= Your task =
Reproduce the data below verbatim, starting at the line that contains "plank, I would be grateful." and ending with the final line of the data.

= Supplied data =
________________

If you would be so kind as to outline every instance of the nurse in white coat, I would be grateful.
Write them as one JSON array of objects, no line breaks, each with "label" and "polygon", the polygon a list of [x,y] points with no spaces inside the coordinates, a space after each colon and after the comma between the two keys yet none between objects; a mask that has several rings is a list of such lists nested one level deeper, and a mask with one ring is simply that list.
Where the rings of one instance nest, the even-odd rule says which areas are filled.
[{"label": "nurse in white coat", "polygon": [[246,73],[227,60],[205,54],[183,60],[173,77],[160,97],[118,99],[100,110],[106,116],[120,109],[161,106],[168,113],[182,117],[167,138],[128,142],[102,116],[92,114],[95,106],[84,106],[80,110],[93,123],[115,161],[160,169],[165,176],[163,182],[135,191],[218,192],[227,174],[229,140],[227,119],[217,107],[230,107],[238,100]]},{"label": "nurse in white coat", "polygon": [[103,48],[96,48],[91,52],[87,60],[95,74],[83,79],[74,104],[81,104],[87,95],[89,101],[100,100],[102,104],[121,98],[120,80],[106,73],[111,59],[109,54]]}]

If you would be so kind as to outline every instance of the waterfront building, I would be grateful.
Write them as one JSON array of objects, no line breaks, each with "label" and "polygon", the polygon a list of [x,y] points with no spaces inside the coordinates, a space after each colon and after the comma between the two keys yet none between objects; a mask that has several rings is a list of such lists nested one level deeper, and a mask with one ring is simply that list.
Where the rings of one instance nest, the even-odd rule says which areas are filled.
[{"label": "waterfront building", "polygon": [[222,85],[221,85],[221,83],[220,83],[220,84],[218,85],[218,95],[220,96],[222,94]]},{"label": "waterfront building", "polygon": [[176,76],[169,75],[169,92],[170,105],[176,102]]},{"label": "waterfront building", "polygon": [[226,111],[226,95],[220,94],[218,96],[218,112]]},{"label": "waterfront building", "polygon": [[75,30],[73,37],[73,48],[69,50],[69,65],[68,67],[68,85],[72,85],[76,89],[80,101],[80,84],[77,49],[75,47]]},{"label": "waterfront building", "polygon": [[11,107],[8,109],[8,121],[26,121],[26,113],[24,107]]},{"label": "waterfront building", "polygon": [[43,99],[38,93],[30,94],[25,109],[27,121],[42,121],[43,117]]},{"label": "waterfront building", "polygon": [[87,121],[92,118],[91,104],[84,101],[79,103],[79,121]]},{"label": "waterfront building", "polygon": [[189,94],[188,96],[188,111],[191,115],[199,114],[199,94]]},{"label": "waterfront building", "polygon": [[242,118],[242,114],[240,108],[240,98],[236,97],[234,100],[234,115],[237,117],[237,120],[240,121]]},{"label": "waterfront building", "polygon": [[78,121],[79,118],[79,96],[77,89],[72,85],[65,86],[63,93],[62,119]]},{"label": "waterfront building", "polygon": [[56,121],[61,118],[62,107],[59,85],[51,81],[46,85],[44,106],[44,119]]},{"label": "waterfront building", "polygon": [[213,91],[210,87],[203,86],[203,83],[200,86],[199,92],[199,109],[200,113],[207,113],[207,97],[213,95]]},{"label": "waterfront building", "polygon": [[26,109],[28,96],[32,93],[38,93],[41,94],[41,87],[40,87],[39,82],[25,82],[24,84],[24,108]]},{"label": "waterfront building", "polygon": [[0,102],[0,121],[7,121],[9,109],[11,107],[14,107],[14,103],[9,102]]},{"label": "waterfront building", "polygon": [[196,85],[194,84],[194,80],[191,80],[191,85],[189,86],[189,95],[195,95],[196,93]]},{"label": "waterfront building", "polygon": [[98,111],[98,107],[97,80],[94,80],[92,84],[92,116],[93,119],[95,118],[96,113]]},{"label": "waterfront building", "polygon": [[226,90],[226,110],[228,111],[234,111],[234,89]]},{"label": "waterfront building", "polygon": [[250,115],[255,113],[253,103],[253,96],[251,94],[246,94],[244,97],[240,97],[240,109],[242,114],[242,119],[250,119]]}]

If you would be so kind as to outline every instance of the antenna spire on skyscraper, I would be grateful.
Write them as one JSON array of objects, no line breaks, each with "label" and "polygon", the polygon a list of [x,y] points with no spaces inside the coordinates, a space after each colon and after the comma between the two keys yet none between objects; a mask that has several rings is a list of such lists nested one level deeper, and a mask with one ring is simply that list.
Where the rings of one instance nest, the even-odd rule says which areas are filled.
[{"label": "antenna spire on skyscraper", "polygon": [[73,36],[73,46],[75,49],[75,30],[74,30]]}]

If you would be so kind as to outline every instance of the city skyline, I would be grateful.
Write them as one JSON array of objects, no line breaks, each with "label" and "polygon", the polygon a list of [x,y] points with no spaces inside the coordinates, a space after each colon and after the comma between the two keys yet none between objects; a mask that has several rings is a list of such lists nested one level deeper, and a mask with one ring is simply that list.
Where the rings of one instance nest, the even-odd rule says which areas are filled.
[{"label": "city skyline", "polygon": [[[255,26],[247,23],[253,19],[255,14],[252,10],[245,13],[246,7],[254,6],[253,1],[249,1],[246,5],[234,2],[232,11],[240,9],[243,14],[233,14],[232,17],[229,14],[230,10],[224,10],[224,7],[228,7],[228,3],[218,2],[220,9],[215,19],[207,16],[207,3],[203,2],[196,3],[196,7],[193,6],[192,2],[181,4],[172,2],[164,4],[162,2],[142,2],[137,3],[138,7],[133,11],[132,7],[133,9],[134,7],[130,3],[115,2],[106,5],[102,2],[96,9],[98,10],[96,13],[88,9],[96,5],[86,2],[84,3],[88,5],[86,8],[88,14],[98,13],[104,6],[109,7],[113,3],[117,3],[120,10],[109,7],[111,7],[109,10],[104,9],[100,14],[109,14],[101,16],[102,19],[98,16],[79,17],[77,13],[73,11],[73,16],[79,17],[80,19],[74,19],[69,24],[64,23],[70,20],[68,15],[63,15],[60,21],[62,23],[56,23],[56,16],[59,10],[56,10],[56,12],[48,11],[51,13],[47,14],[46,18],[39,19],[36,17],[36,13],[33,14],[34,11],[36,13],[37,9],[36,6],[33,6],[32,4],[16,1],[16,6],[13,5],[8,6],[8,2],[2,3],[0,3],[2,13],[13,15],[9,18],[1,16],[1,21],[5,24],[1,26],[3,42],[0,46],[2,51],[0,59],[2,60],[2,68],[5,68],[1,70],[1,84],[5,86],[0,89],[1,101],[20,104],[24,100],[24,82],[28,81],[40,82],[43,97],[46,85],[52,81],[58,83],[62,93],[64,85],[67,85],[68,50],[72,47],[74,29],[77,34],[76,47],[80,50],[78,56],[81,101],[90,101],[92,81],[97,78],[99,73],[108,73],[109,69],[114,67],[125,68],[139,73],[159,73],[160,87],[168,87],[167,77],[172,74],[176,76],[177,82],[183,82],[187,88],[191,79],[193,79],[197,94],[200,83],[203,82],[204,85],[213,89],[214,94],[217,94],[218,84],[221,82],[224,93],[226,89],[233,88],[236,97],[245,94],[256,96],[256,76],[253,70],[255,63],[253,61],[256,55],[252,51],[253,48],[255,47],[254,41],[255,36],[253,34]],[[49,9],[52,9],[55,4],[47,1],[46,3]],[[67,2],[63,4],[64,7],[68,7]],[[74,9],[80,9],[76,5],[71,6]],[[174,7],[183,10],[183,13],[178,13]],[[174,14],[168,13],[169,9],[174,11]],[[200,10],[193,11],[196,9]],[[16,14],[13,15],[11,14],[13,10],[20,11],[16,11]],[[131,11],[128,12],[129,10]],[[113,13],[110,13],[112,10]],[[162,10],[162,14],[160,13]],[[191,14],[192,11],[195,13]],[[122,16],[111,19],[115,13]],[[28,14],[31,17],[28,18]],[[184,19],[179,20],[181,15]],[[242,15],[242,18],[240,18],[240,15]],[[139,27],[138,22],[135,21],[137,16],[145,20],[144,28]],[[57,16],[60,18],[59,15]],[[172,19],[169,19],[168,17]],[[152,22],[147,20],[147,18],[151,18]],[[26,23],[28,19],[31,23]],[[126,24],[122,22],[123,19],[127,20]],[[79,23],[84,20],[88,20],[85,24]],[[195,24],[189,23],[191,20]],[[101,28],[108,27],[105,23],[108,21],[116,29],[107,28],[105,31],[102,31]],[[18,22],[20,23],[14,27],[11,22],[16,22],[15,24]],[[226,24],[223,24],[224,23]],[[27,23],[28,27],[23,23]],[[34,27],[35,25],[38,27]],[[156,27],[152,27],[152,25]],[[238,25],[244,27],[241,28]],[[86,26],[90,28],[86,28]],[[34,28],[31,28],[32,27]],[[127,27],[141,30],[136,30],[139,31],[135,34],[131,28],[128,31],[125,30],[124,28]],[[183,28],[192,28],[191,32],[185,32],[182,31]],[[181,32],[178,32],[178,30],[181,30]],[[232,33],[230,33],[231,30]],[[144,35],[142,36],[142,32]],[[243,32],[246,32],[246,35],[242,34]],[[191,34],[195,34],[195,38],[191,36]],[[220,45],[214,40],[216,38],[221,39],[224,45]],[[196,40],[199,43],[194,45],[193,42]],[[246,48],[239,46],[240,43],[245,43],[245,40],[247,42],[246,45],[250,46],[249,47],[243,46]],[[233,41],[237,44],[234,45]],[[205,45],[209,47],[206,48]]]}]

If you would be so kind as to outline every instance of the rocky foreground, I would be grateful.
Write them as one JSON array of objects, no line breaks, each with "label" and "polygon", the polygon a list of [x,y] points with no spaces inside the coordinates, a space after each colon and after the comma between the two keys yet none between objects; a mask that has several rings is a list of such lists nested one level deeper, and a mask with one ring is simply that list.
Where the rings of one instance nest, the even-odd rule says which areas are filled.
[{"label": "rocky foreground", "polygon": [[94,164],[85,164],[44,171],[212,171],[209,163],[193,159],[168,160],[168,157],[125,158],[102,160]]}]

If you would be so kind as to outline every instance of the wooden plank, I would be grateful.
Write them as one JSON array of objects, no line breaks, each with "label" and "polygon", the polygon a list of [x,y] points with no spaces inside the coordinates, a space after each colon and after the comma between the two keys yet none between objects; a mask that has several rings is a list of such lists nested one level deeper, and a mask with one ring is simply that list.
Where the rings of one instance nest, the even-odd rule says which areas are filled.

________________

= Answer below =
If you would be so kind as to outline every instance of the wooden plank, I would be grateful.
Write them as one JSON array of objects, no line breaks, each with "label" and "polygon", the polygon a list of [x,y] points with no spaces inside the coordinates, a space after each colon and after the comma between the two keys yet none between objects; a mask that has several rings is a list of such lists nested one level deeper, and a mask with one ring is simply that list.
Where the rings of one instance nest, the even-odd rule says which areas are filled.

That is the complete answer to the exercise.